Required work — Update the listing lines starting at the line that contains "Each returned marker MUST sit on an instance of the painted" and ending at the line that contains "[[286, 146]]" by replacing "painted step" with "stair tread" and leaving everything else unchanged. Return only those lines.

Dataset rows —

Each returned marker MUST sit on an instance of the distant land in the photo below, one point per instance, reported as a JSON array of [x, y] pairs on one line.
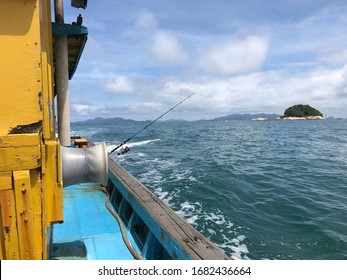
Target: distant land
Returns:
[[235, 117], [245, 117]]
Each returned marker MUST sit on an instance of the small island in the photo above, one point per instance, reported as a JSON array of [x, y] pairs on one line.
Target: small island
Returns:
[[302, 112]]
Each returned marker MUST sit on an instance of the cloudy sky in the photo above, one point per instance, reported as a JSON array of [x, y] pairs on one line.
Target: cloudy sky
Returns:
[[237, 56]]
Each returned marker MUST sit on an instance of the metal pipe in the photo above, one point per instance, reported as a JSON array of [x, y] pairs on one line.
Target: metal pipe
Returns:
[[62, 79]]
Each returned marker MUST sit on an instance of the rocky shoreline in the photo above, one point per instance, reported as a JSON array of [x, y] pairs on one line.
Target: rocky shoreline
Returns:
[[291, 118]]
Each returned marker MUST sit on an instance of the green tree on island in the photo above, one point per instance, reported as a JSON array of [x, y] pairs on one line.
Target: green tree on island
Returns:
[[301, 111]]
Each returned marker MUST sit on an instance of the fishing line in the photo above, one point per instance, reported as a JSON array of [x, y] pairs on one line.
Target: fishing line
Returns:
[[152, 122]]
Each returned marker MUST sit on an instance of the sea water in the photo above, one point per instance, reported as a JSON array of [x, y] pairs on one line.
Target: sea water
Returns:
[[257, 189]]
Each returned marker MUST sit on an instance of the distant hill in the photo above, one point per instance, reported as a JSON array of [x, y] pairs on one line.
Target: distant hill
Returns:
[[240, 117], [301, 110]]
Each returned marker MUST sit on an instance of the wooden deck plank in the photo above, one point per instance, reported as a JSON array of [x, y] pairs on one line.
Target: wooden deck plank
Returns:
[[192, 241]]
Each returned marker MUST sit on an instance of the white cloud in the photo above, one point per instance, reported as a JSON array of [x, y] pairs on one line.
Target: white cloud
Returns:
[[119, 85], [83, 109], [166, 49], [236, 56]]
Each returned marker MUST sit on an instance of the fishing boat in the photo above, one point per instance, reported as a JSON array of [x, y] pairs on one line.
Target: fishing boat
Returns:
[[61, 197]]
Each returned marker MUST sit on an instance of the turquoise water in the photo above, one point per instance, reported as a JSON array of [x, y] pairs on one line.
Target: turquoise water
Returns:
[[259, 190]]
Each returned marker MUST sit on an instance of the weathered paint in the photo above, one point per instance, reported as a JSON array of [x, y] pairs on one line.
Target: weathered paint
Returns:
[[30, 164]]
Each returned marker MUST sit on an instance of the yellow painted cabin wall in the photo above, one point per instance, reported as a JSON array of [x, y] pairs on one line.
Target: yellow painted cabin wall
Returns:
[[30, 164]]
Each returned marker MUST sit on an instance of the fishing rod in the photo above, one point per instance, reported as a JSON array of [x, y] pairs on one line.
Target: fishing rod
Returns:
[[152, 122]]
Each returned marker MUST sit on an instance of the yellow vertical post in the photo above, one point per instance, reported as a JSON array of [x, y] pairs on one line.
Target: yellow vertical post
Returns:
[[24, 213]]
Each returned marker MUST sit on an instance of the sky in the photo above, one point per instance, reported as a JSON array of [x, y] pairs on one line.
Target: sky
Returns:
[[236, 56]]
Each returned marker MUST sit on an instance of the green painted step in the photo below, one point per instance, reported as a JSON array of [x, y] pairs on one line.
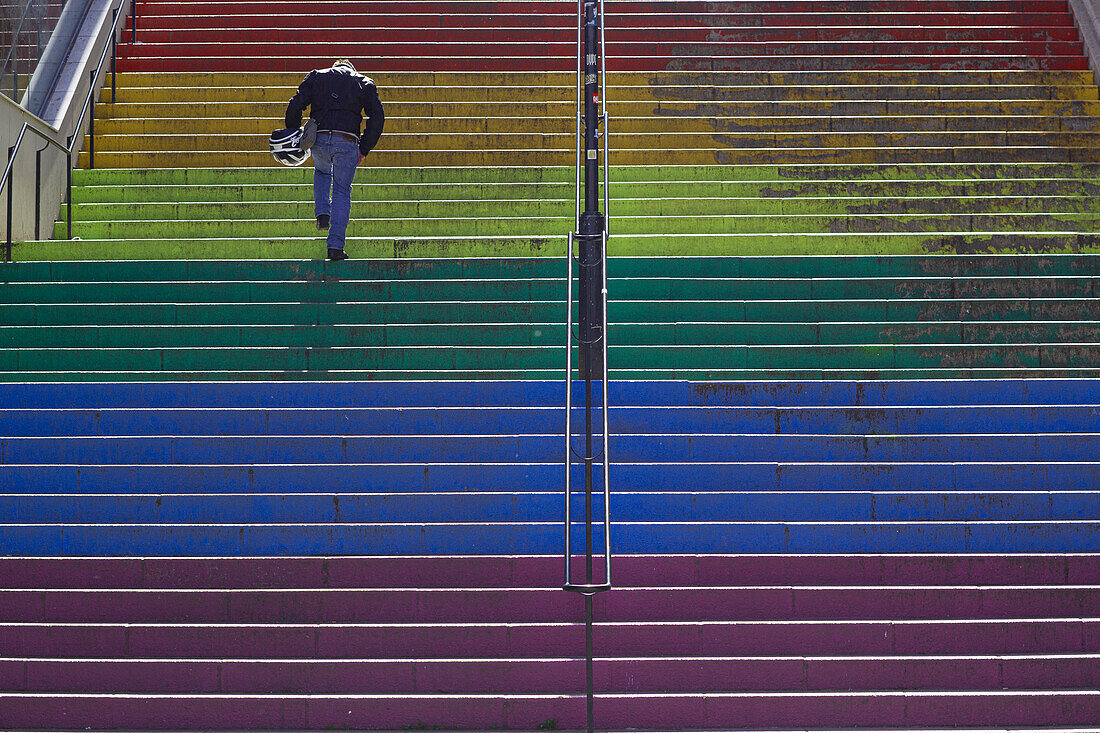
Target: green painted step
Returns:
[[512, 267], [542, 334], [565, 174], [1047, 189], [704, 204], [724, 375], [548, 219]]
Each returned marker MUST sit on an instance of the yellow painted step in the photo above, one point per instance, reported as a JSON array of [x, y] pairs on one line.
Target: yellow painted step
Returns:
[[625, 78], [560, 123], [701, 94]]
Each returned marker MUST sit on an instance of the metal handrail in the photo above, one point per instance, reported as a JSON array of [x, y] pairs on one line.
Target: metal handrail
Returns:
[[15, 33], [72, 140], [587, 588]]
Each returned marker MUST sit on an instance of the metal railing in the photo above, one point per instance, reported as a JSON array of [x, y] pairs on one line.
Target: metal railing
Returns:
[[589, 586], [69, 146], [44, 20], [590, 232]]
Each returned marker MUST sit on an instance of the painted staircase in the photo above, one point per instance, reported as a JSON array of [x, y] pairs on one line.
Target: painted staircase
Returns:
[[752, 590]]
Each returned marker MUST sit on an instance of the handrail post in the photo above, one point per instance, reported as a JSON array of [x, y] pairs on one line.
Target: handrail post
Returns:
[[37, 193], [68, 187], [591, 236], [91, 124], [11, 187], [114, 52]]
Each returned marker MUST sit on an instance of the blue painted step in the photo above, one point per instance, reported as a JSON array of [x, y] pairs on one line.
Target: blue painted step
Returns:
[[546, 507], [518, 420], [549, 394], [789, 474], [657, 448], [536, 538]]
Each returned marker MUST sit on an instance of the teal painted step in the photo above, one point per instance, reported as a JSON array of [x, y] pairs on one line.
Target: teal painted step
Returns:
[[542, 334], [528, 290], [547, 220], [548, 358], [969, 316], [490, 267]]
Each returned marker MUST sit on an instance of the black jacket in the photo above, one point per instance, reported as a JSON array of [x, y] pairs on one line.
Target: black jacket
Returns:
[[337, 98]]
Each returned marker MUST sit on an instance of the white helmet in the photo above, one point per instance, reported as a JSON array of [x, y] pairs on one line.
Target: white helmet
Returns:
[[286, 146]]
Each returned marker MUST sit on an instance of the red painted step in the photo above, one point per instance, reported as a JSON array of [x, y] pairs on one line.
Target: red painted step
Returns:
[[517, 45], [613, 7], [1042, 41], [960, 22]]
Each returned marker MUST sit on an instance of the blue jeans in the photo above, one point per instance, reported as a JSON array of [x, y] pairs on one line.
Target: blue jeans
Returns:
[[334, 161]]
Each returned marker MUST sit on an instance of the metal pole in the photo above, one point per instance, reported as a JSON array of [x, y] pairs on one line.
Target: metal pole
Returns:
[[91, 124], [68, 187], [11, 187], [37, 194], [114, 53]]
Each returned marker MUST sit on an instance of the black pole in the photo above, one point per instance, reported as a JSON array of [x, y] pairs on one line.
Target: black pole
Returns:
[[68, 187], [114, 53], [37, 194], [11, 186], [591, 239], [91, 126]]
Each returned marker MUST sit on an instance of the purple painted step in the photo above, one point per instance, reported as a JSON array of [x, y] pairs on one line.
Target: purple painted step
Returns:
[[476, 605], [542, 571], [553, 675], [483, 643], [536, 641], [484, 712]]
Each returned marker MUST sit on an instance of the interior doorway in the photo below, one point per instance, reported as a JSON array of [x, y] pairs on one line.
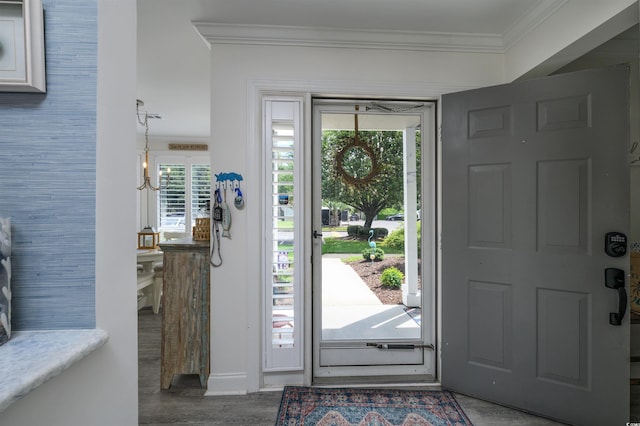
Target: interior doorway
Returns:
[[373, 251]]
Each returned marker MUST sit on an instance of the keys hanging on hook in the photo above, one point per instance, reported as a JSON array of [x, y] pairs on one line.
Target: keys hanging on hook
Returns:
[[238, 201]]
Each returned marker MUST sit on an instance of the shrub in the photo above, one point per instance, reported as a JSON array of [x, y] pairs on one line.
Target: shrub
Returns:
[[395, 240], [378, 254], [380, 233], [354, 230], [392, 277]]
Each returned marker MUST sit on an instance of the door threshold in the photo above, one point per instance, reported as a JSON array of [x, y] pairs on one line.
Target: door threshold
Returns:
[[368, 381]]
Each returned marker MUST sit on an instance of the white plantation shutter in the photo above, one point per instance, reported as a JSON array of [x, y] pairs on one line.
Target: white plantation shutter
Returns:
[[187, 194], [283, 346]]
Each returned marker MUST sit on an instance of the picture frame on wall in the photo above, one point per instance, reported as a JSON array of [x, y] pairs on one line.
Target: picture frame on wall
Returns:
[[22, 59]]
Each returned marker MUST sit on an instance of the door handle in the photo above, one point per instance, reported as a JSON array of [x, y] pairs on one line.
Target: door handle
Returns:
[[614, 279]]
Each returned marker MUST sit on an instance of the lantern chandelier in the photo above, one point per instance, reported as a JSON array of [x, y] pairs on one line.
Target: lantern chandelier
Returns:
[[143, 119]]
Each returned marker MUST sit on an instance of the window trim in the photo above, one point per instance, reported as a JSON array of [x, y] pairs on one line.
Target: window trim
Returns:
[[160, 157]]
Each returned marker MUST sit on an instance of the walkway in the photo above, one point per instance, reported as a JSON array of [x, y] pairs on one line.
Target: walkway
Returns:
[[352, 311]]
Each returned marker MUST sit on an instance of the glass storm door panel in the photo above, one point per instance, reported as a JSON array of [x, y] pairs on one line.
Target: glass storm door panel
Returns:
[[372, 276]]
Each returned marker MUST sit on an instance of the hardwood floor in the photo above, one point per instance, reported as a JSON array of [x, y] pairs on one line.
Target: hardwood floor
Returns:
[[185, 404]]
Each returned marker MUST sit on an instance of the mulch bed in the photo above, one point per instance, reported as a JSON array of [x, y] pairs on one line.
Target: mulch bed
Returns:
[[371, 273]]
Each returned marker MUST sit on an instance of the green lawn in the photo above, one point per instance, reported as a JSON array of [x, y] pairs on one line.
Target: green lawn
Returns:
[[339, 245]]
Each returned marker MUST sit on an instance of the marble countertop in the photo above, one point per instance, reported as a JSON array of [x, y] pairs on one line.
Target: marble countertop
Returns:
[[30, 358]]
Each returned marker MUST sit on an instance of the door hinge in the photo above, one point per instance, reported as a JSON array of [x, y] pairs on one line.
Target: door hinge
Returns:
[[407, 346]]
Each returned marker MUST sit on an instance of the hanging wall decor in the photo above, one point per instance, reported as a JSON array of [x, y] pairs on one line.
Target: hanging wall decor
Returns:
[[364, 153], [22, 66]]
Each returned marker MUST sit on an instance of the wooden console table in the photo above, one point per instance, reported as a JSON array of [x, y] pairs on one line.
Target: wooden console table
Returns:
[[185, 310]]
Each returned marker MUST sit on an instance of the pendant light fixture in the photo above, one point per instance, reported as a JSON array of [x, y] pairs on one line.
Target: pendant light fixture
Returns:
[[143, 119]]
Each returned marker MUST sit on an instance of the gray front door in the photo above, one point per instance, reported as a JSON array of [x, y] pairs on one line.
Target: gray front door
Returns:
[[535, 174]]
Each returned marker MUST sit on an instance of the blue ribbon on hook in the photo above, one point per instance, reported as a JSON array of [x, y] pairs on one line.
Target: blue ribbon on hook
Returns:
[[238, 201]]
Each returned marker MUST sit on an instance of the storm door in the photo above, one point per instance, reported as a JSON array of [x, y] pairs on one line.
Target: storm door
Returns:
[[535, 174], [373, 225]]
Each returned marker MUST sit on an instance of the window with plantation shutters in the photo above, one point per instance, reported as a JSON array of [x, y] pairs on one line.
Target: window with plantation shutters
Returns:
[[187, 194], [283, 274]]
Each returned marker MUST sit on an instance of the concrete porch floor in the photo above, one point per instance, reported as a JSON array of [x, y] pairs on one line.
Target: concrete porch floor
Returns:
[[351, 311]]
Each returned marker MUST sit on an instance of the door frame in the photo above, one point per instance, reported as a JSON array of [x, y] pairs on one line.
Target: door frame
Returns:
[[429, 184], [308, 89]]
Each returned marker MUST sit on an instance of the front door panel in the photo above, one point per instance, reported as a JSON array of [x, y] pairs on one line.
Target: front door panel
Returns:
[[535, 174]]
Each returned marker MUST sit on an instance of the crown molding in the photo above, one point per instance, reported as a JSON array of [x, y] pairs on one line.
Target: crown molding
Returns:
[[220, 33], [282, 35], [540, 12]]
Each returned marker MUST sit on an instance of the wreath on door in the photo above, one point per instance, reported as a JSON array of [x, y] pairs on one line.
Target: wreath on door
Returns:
[[357, 144]]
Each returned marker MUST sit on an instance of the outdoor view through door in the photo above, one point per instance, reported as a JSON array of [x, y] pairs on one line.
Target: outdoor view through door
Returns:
[[373, 265]]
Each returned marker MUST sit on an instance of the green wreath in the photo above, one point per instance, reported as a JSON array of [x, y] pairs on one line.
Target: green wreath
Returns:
[[376, 166]]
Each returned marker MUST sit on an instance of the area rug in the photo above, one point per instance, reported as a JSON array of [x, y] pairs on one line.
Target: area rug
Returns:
[[368, 407]]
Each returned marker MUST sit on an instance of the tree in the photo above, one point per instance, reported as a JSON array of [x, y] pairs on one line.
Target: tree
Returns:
[[367, 176]]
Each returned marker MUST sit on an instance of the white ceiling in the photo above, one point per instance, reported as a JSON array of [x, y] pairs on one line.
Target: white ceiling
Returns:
[[173, 60]]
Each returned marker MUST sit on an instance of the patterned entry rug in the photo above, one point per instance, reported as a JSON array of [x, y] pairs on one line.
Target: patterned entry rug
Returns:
[[368, 407]]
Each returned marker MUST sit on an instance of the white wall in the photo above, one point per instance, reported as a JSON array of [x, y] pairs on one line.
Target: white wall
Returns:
[[102, 389], [237, 72], [567, 34], [240, 71]]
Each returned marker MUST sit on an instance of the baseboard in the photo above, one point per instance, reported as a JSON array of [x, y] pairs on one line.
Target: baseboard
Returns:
[[227, 384]]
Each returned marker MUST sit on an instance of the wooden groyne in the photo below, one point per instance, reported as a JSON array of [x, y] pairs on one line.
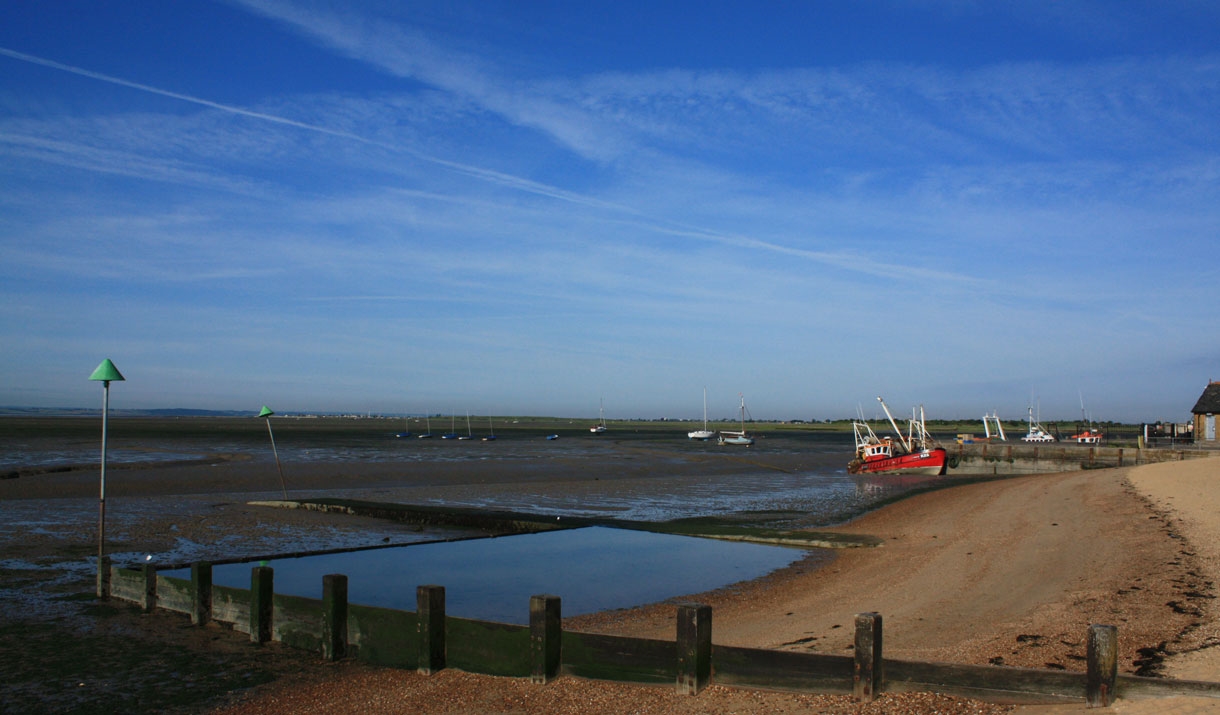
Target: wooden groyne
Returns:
[[428, 641]]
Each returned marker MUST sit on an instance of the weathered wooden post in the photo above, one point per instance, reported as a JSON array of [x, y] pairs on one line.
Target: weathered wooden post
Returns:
[[261, 596], [431, 625], [149, 597], [694, 648], [104, 577], [1102, 674], [545, 637], [334, 616], [200, 593], [869, 679]]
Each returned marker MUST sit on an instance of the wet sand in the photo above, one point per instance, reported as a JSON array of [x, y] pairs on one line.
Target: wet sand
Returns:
[[1008, 572]]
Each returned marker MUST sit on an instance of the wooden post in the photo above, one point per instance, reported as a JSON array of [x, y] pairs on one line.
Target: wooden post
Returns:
[[431, 624], [334, 616], [149, 600], [545, 636], [200, 593], [869, 679], [261, 594], [104, 577], [1103, 666], [694, 648]]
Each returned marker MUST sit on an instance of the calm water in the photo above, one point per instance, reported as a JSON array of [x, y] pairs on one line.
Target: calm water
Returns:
[[591, 569]]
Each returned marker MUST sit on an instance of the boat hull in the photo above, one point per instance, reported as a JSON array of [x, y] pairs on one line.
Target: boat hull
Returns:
[[930, 463]]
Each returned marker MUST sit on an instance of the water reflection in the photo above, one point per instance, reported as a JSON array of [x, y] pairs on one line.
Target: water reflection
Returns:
[[591, 569]]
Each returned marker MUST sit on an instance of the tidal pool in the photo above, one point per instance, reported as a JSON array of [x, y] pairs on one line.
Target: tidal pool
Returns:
[[591, 569]]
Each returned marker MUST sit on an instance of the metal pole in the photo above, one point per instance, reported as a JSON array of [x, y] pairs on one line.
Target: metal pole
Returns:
[[101, 492], [278, 469]]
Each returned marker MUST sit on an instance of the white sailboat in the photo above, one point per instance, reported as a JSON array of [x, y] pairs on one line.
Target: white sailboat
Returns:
[[703, 434], [1037, 433], [727, 437]]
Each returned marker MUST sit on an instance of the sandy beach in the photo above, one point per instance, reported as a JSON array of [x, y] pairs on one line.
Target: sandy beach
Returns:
[[1005, 572]]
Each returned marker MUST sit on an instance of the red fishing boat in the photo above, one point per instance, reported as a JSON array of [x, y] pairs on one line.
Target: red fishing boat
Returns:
[[914, 454]]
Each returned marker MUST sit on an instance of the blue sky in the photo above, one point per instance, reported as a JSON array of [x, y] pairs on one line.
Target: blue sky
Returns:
[[528, 208]]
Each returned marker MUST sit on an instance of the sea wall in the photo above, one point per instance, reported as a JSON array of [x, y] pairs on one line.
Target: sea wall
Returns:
[[1024, 458]]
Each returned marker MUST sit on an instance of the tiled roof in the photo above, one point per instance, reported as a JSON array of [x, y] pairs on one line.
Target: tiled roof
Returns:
[[1209, 402]]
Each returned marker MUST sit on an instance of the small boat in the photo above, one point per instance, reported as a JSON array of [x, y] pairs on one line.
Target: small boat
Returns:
[[1087, 436], [914, 454], [728, 437], [703, 434], [600, 427], [1036, 432], [453, 428]]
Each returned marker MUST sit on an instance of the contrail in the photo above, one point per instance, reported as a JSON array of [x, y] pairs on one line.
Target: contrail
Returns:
[[472, 171], [505, 179]]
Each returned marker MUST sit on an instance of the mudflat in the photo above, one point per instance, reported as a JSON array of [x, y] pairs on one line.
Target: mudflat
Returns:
[[1008, 572]]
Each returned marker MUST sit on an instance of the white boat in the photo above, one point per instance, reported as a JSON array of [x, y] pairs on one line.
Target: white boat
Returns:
[[453, 428], [703, 434], [1036, 432], [728, 437], [602, 422]]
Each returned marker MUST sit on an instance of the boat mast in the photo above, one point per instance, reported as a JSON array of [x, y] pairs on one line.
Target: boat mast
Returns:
[[892, 423]]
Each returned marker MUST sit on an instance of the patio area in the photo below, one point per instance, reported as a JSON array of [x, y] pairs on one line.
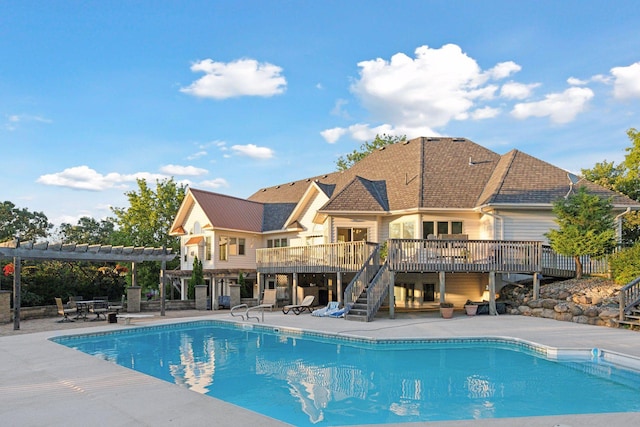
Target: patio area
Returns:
[[48, 384]]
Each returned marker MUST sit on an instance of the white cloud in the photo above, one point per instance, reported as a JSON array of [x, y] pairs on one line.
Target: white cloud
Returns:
[[574, 81], [412, 96], [366, 132], [85, 178], [333, 135], [485, 113], [504, 70], [183, 170], [626, 81], [559, 107], [197, 155], [215, 183], [515, 90], [244, 77], [252, 150]]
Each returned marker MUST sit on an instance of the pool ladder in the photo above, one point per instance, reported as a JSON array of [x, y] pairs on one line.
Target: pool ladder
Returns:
[[245, 315]]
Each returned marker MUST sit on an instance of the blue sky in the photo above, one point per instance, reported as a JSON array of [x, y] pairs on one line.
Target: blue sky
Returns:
[[233, 96]]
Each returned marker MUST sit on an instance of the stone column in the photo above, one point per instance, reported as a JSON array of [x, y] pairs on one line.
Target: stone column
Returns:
[[234, 294], [133, 299], [5, 306], [201, 297]]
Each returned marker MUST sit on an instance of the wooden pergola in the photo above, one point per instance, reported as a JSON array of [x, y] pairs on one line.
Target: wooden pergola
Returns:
[[16, 250]]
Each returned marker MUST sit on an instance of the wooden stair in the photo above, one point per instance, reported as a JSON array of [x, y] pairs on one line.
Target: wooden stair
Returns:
[[629, 303], [358, 311]]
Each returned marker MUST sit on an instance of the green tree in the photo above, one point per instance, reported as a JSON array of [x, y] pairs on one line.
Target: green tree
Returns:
[[585, 227], [147, 222], [348, 160], [623, 178], [88, 230], [197, 278], [22, 223]]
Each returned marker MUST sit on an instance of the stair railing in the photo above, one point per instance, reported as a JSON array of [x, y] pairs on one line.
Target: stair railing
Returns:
[[361, 280], [377, 291], [628, 297]]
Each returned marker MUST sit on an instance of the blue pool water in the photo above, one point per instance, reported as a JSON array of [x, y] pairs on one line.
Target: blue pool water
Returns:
[[308, 379]]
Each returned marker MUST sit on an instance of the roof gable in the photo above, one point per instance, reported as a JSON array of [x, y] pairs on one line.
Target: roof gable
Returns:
[[222, 211], [360, 195]]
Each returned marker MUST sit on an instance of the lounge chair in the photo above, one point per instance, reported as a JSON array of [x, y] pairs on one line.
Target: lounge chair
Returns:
[[332, 307], [299, 308], [99, 307], [64, 312]]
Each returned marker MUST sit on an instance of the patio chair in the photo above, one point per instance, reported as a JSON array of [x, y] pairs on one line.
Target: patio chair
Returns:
[[269, 297], [64, 311], [116, 308], [299, 308], [332, 307], [99, 308]]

Output below —
Each returned marker MUST sit on an instance of the painted staircase in the photo above, one point per instance, reported as a JSON array of [x, y] pairs on one line.
Target: painted staircase
Returns:
[[752, 590]]
Each returned marker MUST sit on an instance of the handrail post in the photo above, one point per instance, reported as a JSON array of [x, y] pairs on one line.
Target: handrail post
Returns:
[[37, 193], [68, 187], [591, 236], [91, 124], [11, 187], [114, 52]]
Each returned marker MUST sit on an instance of the blue stair tread in the photo above, one point per instance, reported as a JSON array of [x, y] pairs on one line.
Target: blue stair tread
Returns:
[[546, 507], [518, 420], [549, 394], [789, 474], [657, 448], [536, 538]]
Each returned marker MUST sit on an instance of the teal stair tread in the photo above, one point per instance, reported as a JSON array of [x, y] pairs on one line.
Target: teal stair tread
Returns:
[[542, 334], [528, 290], [547, 220], [548, 358], [969, 316], [490, 267]]
Each returned marker MUST sit on an instance of the black jacket in the photo above, one point per instance, reported as a JSON array of [x, y] pairs on one line.
Target: black jacket
Returns:
[[337, 98]]
Each returned marker MUST sit on an instance of the white helmet in the photo above, one point per instance, reported as a JSON array of [x, y] pairs on one line.
Target: white helmet
Returns:
[[286, 146]]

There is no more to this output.